Reading passage:
>> Begin

The Rules of
Quantities
In my upcoming book, I show that Tannaitic through early Medieval Byzantine Halakha treated no lived norms as Divine fiats. Here, I will briefly address the existence
of another area of law that apparently has been treated as ontologically real
and unresponsive to changed conditions.
These are the rules of quantities.
These include rules regarding the quantities of food that one must eat
or must avoid. Although these rules are
never declared fiats, Amoraic declarations that the traditions of quantities
are ancient traditions that go back to Sinai[1] could lead one to think that these rabbis approached the rules of
quantities as non-contextually dependent.
It is true that there were sages who posited that a contemporary
Sanhedrin is the body that always establishes the contemporary quantities.[2] Nonetheless, the former Amoraim
seemingly would consider measurements to be Divine fiats.

>> End

Prompt 1:
According to the passage on the rules of quantities, how do Amoraic declarations describe the traditions of quantities?
Prompt 2:
Continue the passage on the rules of quantities from where it ends.

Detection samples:
>> Begin

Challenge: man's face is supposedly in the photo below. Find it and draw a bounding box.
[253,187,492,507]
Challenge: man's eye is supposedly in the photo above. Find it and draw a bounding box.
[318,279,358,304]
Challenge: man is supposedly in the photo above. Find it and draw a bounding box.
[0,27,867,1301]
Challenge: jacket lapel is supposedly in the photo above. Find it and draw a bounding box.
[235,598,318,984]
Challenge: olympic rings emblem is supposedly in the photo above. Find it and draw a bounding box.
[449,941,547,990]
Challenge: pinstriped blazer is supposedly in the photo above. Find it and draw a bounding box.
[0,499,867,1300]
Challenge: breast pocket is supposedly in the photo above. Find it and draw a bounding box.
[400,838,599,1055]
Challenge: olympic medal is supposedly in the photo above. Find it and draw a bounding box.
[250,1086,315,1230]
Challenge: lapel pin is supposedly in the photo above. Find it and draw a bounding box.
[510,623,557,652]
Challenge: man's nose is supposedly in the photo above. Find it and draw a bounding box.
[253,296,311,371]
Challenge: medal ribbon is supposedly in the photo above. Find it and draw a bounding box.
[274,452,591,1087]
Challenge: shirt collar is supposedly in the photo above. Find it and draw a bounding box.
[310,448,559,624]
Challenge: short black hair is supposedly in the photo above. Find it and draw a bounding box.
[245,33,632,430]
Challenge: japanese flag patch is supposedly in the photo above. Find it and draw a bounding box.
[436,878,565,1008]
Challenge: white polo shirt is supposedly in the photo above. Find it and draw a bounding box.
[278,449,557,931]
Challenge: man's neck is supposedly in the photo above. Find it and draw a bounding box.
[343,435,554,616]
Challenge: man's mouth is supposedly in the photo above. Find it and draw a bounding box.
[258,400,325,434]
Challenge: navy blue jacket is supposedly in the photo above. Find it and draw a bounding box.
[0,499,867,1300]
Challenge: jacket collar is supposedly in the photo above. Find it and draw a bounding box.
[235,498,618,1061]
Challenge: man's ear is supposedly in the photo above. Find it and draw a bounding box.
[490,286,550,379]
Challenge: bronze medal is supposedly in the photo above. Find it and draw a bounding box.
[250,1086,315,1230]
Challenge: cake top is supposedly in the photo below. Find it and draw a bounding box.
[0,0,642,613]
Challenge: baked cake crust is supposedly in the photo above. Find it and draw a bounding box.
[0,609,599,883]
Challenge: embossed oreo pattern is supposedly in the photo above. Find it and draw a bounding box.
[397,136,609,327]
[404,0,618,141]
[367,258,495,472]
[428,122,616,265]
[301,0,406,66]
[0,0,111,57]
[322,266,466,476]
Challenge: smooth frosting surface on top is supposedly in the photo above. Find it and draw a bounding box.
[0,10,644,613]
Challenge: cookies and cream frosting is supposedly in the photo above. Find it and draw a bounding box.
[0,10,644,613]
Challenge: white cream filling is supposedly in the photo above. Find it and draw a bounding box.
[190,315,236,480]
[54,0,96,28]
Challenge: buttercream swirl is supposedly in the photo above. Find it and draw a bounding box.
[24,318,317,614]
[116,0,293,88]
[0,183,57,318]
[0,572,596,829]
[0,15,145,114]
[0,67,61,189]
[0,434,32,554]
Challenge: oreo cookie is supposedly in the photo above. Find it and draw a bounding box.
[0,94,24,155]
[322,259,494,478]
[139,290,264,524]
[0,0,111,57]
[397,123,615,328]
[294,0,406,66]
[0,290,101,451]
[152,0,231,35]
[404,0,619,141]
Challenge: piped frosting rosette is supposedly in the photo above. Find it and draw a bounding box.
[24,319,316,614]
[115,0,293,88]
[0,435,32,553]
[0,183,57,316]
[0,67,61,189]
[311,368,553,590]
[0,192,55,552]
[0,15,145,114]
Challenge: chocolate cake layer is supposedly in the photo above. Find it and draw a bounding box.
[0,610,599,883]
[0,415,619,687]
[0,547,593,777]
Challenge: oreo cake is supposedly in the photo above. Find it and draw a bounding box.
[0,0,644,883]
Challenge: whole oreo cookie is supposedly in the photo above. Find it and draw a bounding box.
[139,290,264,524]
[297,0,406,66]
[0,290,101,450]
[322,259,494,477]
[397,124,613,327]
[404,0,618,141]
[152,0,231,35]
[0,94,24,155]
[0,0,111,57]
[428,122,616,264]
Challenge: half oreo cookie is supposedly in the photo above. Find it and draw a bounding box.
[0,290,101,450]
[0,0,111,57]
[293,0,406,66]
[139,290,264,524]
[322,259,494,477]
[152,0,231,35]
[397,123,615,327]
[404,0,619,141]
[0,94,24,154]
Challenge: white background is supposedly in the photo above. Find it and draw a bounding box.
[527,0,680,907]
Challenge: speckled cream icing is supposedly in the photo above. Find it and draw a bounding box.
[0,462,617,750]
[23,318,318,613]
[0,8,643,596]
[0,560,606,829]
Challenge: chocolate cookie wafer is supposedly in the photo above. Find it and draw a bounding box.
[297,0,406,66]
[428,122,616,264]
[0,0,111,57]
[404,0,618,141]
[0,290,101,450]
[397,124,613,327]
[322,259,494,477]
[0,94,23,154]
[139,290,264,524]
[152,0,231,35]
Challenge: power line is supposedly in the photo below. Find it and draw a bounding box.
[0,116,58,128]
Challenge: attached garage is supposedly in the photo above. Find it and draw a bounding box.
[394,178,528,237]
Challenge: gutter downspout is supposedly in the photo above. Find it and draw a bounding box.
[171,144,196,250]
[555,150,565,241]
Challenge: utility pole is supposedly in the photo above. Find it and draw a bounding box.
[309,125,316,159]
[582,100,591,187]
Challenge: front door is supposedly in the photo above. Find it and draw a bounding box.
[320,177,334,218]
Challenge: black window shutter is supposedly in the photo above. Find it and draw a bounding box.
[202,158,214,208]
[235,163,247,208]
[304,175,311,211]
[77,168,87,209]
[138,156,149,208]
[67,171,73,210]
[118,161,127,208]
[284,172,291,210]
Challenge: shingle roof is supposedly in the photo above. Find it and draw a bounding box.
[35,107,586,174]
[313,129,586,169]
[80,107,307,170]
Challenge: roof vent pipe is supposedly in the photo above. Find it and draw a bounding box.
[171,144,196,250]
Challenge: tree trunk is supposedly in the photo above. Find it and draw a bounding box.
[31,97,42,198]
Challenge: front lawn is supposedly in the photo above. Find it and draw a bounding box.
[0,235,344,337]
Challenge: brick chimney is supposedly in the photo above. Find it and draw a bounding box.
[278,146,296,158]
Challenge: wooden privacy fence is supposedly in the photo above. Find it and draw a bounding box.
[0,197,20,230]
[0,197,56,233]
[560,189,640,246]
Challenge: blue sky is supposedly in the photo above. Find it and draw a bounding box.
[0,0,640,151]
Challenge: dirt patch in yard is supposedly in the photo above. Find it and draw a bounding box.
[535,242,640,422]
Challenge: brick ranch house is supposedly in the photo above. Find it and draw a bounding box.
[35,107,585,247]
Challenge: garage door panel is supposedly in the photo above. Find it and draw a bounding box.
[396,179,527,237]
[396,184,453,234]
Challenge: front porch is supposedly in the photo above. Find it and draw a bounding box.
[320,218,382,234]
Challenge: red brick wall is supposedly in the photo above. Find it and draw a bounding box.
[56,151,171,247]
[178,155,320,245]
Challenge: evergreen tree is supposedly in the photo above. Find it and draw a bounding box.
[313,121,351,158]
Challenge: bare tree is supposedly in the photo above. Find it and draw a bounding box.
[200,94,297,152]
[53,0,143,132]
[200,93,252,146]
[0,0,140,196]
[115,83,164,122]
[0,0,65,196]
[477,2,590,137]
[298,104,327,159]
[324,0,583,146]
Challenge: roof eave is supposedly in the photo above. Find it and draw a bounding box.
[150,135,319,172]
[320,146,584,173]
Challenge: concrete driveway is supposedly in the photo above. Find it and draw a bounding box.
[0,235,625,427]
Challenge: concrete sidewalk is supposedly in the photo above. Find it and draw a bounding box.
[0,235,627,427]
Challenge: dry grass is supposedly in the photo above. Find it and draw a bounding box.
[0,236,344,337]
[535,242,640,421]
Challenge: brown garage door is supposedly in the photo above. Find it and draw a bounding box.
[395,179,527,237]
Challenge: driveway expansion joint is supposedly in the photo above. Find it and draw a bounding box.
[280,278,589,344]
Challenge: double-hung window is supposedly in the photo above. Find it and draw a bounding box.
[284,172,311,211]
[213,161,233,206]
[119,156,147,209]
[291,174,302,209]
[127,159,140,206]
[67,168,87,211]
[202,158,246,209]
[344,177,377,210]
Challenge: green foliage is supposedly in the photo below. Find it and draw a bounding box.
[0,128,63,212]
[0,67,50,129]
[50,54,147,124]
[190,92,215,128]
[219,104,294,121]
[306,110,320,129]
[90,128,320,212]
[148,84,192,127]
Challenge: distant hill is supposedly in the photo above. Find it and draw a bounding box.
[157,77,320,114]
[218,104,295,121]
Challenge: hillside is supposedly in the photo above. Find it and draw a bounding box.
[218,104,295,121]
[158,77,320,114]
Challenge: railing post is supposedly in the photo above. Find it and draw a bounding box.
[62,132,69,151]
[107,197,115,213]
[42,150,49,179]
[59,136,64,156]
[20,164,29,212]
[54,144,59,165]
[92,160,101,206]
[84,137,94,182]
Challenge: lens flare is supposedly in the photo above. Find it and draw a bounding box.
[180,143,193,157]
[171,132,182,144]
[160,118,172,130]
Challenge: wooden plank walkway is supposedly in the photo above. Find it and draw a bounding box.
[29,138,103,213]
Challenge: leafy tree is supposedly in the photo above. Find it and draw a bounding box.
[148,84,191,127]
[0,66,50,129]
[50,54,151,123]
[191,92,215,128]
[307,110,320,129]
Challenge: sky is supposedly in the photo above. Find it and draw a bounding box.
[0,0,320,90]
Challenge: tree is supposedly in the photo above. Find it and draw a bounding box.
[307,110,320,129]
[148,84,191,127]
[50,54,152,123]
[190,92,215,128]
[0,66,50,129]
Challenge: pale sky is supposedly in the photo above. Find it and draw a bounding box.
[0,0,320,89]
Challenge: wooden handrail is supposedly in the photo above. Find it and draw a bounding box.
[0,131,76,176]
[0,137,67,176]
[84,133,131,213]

>> End

Answer 1:
As ancient traditions that go back to Sinai.

Answer 2:
That distinction
between Amoraic approaches, however, is simplistic. Even the Babylonian Amoraim who stated that quantities were
Sinaitic learned the earlier Tannaitic debates over the legally significant
quantities for different prescriptions or commandments.[3] Thus even the position that the
rules of quantities are Sinaitic took into account the fact that the quantities
were debated. Accordingly, their
ideological statement that all the quantities are from Sinai, cannot exclude
the realization that quantities are contextual and experiential since there are
no other bases for debating the different quantities of food that one must eat
or must avoid for various mitzvoth and proscriptions.
The modernist
Orthodox Talmudist and historian R. Zvi Chajes (Galicia, 1806-1855) offered an
explanation to the question of how measurements could have been viewed both as
Sinaitic and as debatable. He suggested
that the possible sizes (such as the sizes of an olive, date or egg) are
Sinaitic but that human sages decided which measurements to apply to each issue
on the basis of the experiential considerations that underlie each issue.[4] In Saussarian terms, [5] Chajes’
explanation assumed that there is a Sinaitic cultural langue of Halakhic
sizes within which humans have decided the Halakhic parole of how to
play out the range of sizes.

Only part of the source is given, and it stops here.